* [REQUIRED WORK]:
Starting with the line containing "Tag the bird's" and going on through the line containing "point(622, 217)", output the rows as a two-column CSV with columns named text and answer. Write one line per row, quote each field, turn line breaks into spaces, and leave the pictures out.

* [ITEMS]:
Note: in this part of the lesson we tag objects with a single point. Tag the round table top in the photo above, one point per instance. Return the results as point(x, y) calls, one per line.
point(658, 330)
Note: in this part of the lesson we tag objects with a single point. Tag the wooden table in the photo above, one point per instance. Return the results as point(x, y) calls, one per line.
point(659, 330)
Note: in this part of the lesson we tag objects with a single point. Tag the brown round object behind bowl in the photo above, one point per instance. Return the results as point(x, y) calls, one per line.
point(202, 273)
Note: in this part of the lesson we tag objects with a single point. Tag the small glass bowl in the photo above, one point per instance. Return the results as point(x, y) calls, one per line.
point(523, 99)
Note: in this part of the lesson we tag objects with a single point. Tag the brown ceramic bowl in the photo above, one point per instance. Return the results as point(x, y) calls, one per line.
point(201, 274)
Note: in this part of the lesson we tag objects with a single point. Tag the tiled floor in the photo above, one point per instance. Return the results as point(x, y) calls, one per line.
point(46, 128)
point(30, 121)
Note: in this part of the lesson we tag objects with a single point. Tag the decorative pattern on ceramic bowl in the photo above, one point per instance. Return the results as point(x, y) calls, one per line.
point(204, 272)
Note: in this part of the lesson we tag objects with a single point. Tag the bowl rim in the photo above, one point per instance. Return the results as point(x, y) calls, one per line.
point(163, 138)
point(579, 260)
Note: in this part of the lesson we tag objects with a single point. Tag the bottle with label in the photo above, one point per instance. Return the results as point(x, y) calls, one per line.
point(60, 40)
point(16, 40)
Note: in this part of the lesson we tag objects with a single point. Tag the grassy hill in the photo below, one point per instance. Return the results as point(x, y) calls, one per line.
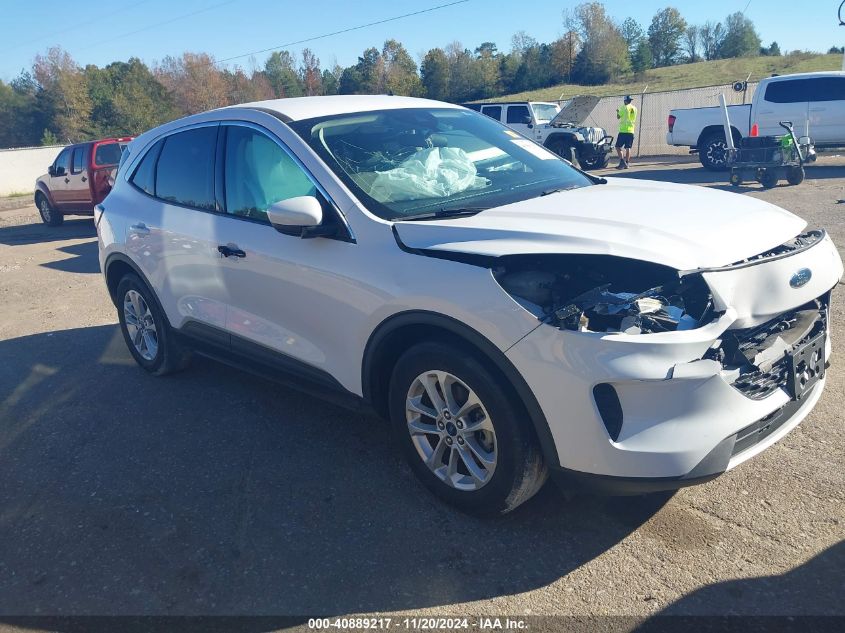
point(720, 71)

--

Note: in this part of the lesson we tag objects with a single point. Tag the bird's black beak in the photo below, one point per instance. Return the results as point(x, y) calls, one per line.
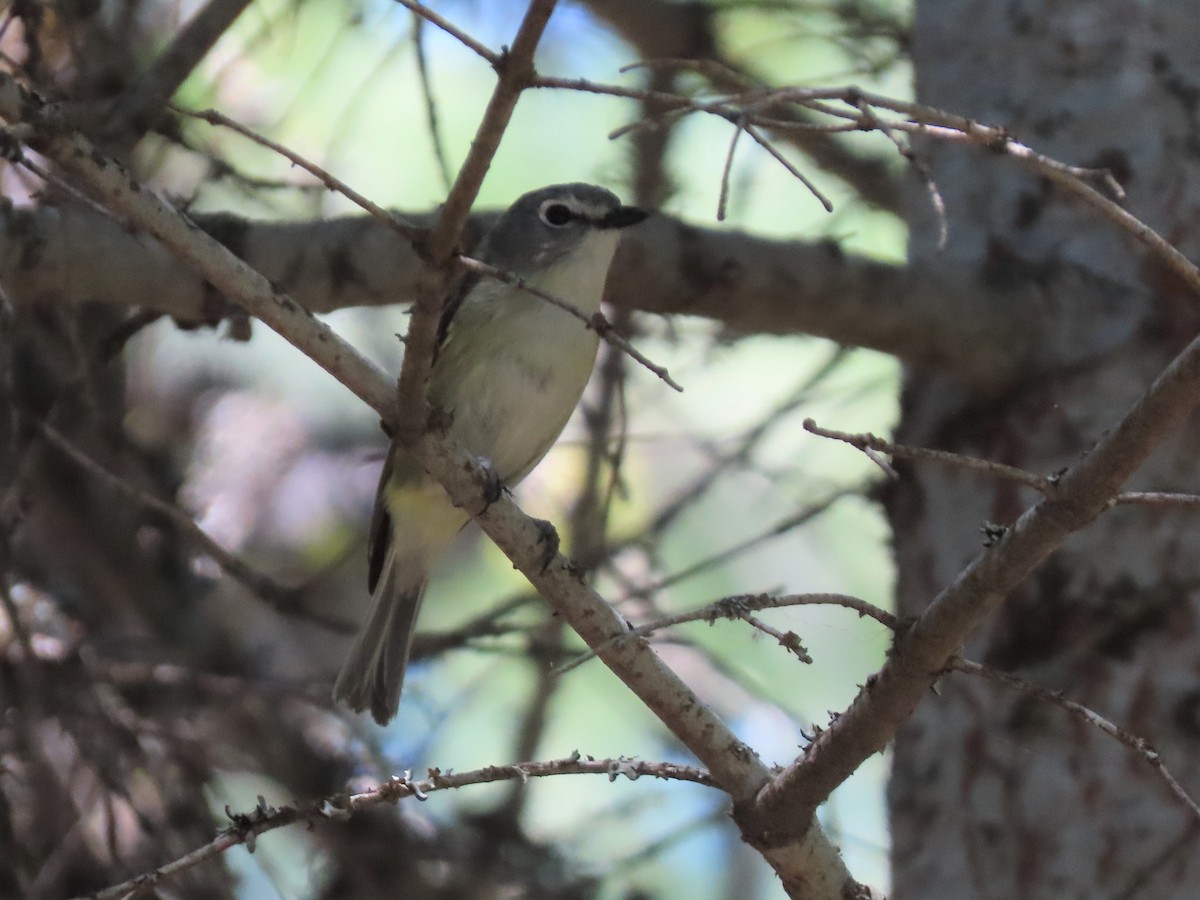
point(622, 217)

* [WRITTEN RESPONSE]:
text,answer
"Note: in this part of the lesson we tag objects with a single point. Tag the bird's black beak in the photo below, one point per instance. Return the results as point(x, y) calls, one per line.","point(622, 217)"